» **The data**

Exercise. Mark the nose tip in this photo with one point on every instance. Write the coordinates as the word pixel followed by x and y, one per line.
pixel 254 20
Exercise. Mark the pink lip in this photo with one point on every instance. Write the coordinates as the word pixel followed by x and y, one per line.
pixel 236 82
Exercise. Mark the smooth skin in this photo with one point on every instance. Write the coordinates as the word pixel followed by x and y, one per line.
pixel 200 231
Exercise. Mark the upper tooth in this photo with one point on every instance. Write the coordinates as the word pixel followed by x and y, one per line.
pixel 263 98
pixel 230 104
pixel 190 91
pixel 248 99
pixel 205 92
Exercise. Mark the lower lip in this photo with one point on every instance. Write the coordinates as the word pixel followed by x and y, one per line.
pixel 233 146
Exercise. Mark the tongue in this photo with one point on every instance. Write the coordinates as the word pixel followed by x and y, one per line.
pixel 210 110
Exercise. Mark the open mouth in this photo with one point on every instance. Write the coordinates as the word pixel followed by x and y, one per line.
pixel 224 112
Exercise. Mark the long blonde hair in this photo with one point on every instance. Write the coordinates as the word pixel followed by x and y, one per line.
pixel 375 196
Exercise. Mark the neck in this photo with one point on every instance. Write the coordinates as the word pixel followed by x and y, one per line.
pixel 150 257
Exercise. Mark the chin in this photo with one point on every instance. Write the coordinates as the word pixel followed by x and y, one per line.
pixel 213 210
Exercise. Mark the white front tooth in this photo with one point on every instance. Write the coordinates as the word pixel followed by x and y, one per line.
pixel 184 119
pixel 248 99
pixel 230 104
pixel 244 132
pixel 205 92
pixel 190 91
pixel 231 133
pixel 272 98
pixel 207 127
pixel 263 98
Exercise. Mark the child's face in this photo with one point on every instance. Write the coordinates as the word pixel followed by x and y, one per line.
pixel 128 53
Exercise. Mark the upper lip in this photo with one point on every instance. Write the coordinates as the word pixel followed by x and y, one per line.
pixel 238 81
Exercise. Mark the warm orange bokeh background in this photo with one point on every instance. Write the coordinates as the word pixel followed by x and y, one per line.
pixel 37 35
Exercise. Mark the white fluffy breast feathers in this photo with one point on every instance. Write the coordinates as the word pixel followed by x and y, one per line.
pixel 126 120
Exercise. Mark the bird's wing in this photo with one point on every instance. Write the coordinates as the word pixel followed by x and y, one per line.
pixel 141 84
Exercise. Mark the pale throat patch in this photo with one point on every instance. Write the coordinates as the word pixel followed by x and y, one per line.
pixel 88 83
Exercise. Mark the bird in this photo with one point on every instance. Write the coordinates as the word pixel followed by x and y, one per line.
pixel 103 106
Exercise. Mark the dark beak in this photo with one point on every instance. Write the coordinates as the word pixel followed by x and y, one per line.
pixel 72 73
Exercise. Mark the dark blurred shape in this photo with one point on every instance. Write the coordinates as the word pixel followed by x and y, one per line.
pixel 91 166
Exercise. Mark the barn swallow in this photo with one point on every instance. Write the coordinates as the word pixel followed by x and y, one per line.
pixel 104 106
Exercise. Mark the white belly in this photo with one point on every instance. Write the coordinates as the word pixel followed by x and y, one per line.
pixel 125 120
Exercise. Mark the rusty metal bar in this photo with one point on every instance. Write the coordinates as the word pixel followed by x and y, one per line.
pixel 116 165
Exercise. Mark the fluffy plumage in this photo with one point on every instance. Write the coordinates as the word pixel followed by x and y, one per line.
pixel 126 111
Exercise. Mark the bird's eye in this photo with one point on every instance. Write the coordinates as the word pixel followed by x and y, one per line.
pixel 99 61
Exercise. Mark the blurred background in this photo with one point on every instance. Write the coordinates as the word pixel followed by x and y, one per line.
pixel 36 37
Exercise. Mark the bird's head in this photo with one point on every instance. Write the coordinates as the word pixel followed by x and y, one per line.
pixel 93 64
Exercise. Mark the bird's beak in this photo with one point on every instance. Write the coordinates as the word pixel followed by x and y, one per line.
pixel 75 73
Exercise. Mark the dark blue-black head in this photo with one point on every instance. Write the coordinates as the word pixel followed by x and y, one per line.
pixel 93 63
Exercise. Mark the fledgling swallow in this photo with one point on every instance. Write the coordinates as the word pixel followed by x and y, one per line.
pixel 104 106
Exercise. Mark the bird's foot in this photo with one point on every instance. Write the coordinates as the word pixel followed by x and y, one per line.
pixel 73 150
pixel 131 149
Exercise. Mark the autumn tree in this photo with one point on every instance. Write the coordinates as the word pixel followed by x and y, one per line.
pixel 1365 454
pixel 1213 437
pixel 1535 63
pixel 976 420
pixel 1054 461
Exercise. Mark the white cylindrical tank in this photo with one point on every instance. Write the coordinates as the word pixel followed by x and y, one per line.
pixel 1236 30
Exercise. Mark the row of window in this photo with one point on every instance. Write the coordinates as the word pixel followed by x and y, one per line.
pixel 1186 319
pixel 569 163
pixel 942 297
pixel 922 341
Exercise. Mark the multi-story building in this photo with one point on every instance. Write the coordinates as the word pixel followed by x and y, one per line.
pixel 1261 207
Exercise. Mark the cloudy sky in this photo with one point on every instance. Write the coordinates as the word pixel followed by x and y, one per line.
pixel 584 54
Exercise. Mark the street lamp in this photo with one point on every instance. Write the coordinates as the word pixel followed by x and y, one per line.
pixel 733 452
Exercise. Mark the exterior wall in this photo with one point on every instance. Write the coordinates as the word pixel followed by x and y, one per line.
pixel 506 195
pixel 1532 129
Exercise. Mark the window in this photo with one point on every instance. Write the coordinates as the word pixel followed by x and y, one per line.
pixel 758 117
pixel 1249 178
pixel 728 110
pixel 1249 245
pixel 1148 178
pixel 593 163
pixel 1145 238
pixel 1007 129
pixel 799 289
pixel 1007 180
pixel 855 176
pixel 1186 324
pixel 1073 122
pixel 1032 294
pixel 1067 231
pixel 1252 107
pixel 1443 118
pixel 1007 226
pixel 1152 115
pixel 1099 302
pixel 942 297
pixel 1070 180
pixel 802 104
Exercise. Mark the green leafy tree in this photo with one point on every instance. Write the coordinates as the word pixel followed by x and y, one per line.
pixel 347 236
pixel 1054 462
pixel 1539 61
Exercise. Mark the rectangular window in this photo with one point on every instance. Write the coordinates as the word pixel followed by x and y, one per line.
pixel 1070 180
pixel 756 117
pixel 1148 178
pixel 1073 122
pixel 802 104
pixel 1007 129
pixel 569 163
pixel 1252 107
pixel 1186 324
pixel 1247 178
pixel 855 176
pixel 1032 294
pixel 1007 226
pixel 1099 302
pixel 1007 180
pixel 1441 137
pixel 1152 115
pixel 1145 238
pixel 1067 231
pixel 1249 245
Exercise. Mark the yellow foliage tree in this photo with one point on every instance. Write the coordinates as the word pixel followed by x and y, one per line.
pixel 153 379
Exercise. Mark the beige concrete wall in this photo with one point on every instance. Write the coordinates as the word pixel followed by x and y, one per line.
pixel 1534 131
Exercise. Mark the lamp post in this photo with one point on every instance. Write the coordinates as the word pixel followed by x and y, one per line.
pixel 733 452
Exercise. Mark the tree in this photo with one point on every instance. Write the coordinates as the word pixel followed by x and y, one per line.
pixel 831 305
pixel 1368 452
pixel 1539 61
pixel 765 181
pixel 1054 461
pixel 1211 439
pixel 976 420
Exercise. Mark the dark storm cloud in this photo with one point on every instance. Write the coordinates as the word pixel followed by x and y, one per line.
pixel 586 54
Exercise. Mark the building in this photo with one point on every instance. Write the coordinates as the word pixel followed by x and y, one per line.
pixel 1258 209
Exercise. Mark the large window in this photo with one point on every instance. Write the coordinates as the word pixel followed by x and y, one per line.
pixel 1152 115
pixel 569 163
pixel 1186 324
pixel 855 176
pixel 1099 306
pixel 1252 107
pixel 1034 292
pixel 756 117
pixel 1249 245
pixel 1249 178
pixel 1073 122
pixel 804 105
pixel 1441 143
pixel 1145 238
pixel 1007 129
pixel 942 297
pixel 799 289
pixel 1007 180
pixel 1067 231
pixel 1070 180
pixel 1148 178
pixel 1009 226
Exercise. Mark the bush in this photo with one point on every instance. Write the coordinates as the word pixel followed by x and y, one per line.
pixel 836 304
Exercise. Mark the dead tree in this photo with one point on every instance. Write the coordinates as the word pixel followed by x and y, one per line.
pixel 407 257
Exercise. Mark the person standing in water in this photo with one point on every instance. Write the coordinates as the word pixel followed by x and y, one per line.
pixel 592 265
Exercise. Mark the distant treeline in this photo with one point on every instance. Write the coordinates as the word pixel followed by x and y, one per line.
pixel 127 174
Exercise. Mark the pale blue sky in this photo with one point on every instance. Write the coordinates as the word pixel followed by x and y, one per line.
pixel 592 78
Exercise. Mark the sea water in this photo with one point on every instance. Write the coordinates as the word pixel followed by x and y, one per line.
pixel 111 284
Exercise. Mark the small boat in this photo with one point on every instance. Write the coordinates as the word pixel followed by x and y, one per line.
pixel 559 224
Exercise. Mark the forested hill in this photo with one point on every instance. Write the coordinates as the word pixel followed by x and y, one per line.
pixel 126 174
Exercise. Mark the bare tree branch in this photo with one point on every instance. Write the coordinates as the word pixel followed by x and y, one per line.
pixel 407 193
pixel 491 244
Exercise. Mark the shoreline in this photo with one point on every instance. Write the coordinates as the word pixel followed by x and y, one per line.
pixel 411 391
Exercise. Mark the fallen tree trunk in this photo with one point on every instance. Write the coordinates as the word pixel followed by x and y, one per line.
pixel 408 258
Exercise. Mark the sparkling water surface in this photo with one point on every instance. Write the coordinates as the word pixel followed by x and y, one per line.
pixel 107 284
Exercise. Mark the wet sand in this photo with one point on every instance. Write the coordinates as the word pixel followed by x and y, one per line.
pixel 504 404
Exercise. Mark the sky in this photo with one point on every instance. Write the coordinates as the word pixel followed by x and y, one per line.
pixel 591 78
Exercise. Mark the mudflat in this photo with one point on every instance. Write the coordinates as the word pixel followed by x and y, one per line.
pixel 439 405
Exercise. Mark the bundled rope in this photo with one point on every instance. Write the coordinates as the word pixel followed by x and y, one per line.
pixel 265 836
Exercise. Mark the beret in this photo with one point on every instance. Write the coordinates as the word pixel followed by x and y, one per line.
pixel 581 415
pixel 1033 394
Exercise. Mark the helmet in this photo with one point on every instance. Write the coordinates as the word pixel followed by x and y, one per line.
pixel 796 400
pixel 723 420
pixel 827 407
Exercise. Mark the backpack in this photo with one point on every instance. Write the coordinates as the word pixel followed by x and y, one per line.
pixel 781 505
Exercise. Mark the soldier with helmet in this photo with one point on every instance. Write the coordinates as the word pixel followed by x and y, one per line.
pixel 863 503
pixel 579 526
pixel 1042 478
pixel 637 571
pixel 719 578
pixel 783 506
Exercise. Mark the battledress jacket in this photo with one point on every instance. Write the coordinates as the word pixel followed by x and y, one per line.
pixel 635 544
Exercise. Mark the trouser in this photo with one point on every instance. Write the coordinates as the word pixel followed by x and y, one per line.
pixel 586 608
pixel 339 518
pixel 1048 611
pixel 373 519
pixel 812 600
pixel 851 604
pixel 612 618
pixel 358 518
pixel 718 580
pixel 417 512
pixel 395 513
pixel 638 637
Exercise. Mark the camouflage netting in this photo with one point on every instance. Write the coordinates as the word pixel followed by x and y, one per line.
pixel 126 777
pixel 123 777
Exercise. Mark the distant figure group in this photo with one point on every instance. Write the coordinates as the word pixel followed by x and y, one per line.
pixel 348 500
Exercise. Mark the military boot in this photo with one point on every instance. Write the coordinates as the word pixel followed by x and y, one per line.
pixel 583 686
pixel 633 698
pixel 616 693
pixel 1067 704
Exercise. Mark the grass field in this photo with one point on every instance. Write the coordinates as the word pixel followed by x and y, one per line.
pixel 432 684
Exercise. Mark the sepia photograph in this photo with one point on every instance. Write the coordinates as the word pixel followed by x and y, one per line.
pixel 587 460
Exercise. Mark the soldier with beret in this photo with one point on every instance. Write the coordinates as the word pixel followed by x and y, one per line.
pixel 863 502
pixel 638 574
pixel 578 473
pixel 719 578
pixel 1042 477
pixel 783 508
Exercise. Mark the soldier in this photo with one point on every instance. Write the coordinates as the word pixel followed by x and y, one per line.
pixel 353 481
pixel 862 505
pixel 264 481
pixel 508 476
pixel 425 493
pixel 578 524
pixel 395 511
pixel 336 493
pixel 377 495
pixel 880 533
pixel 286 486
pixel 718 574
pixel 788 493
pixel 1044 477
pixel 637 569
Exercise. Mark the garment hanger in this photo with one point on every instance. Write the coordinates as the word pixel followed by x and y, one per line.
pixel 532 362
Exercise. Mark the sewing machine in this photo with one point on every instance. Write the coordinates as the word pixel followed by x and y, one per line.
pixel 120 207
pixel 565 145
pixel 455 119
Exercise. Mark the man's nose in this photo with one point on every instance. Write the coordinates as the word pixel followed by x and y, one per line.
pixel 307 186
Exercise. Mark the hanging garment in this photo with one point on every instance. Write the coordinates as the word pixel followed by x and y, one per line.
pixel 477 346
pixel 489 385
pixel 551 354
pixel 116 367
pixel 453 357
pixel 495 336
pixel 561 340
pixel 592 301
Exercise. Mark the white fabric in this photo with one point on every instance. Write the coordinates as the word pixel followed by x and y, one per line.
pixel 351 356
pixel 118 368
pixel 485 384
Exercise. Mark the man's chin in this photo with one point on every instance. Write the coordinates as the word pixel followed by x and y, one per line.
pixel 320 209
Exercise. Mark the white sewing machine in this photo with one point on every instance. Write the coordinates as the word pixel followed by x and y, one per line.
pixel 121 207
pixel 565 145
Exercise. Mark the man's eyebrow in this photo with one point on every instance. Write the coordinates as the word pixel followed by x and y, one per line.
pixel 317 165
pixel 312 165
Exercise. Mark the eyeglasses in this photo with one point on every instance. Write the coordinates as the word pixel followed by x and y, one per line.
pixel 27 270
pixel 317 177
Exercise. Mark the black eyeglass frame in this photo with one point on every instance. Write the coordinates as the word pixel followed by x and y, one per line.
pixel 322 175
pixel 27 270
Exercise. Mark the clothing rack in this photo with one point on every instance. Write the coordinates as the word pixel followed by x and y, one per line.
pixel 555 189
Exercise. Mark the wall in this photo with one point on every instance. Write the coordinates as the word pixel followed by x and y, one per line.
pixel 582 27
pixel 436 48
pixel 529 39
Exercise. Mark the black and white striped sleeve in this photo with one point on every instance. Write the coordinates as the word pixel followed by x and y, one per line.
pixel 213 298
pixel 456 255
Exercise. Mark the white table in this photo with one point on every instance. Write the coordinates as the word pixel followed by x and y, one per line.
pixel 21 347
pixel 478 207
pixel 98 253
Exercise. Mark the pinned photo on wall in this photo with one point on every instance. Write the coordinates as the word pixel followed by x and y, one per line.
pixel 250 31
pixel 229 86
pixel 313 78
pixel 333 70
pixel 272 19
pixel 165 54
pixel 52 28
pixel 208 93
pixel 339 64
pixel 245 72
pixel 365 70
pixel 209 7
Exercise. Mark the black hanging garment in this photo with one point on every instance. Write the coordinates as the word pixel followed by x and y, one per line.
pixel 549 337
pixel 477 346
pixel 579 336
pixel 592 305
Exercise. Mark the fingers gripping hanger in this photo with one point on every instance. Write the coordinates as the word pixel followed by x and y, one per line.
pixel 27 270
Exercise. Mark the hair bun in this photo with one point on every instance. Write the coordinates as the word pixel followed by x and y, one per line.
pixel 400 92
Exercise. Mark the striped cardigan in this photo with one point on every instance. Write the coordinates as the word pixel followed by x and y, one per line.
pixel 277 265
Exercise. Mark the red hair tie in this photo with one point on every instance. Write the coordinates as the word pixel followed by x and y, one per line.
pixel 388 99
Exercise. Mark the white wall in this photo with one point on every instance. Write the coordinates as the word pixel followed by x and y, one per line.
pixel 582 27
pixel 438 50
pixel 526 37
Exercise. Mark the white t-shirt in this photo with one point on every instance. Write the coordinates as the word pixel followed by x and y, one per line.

» **Instructions for the task**
Nothing but the lines from the one with "Exercise. Mark the fingers" through the end of the data above should be reproduced, each exactly, both ends included.

» **Task solution**
Exercise. Mark the fingers gripping hanger in this photo with one point on every instance. Write the coordinates as the word pixel followed by x and y, one per line.
pixel 27 270
Exercise. Mark the hair bun in this photo with one point on every instance. Write the coordinates as the word pixel followed by x and y, one per line.
pixel 400 92
Exercise. Mark the striped cardigan in this photo with one point on every instance. Write the coordinates as the word pixel followed by x and y, one per line.
pixel 277 265
Exercise. Mark the red hair tie in this photo with one point on every instance. Write the coordinates as the word pixel followed by x and y, one per line.
pixel 388 99
Exercise. Mark the white wall in this photo with one point on every instance. Write the coordinates as the word pixel followed by x and y, one per line.
pixel 582 27
pixel 438 50
pixel 526 37
Exercise. Mark the white t-shirt in this photo with one point on every instance. Write the coordinates as the word pixel followed by x and y, one per line.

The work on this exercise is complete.